:: PAGE ::

Black Code
1
[clock ticking]
[typing]
[man] We are going through
the most profound change
in communication technologies in
all of human history right now.
[chattering]
Printing press, radio, telegraph,
television. All very important.
But I believe we're going
through the most transformative,
purely on the basis
of three technologies.
Mobile, social media
and cloud computing.
They share one
very important characteristic.
And that's the amount
of private information.
Information that used to be in
our desktops or filing cabinets,
even in our heads,
that we now
entrust to third parties.
[whirring]
Data that we are conscious of,
and deliberate about,
like the e-mails we send
and the tweets we post.
But it also includes
a lot of information
that we're completely,
or mostly, unconscious about.
So if you take my mobile phone,
even when I'm not using it,
it's emitting a pulse,
trying to locate the nearest Wi-Fi
router or cell phone exchange,
and within that beacon is
the make and model of the phone,
the fact that it's my phone,
because my name is attached
to the operating system,
and most importantly,
the geolocation of the phone.
[drone humming]
[man speaking Portuguese]
[Deibert continues] We are
leaving this digital exhaust
that contains extraordinarily precise
information about our lives,
our social relationships reduced
to trillions of data points
that form now this new ethereal
layer around the planet
that's only growing
in all directions.
[ticking]
Capabilities are being put
in the hands of policy makers,
five years ago, they'd never
imagine that they would have.
This is where big data
meets Big Brother.
[ticking]
[buzzing]
- [folk music]
- [chuckles]
[man with accent]
Should be here.
[American man] It is kind
of in a rock, I think.
[American man #2]
Yeah, the entrance is in a rock.
- [speaking over each other]
- Or a bunker.
Oh, yeah, the bunker.
It is down there!
[driver] There is a
bunker under here.
- [man] Yeah.
- It is between 33 and 39.
[Deibert] Right there.
Look at that door.

:::
:: RECORDS SHOWN ::

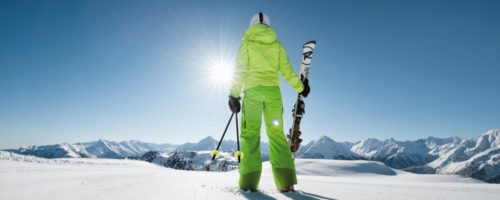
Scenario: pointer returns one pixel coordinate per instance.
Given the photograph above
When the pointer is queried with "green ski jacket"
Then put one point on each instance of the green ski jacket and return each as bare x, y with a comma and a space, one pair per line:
261, 56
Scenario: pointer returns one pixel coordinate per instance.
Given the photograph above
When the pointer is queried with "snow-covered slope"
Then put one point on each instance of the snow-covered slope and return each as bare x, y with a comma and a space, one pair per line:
96, 149
96, 179
326, 148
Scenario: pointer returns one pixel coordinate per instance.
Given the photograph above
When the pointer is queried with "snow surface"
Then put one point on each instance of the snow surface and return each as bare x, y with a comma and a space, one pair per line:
28, 177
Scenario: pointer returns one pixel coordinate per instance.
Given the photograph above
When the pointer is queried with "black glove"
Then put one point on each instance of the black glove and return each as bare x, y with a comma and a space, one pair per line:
307, 89
234, 104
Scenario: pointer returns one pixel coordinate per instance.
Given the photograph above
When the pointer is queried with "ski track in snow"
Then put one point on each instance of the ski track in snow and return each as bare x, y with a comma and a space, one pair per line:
90, 179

:::

*OBJECTIVE 1:* Reproduce the part of the Black Code transcript that begins at the words "They share one" and stops after "to third parties.".
*OBJECTIVE 2:* In the Black Code transcript, which three technologies does the speaker say are driving the most transformative change?
The records have nothing to do with the Black Code transcript.

*COMPLETE OUTPUT 1:*
They share one
very important characteristic.
And that's the amount
of private information.
Information that used to be in
our desktops or filing cabinets,
even in our heads,
that we now
entrust to third parties.

*COMPLETE OUTPUT 2:* Mobile, social media and cloud computing.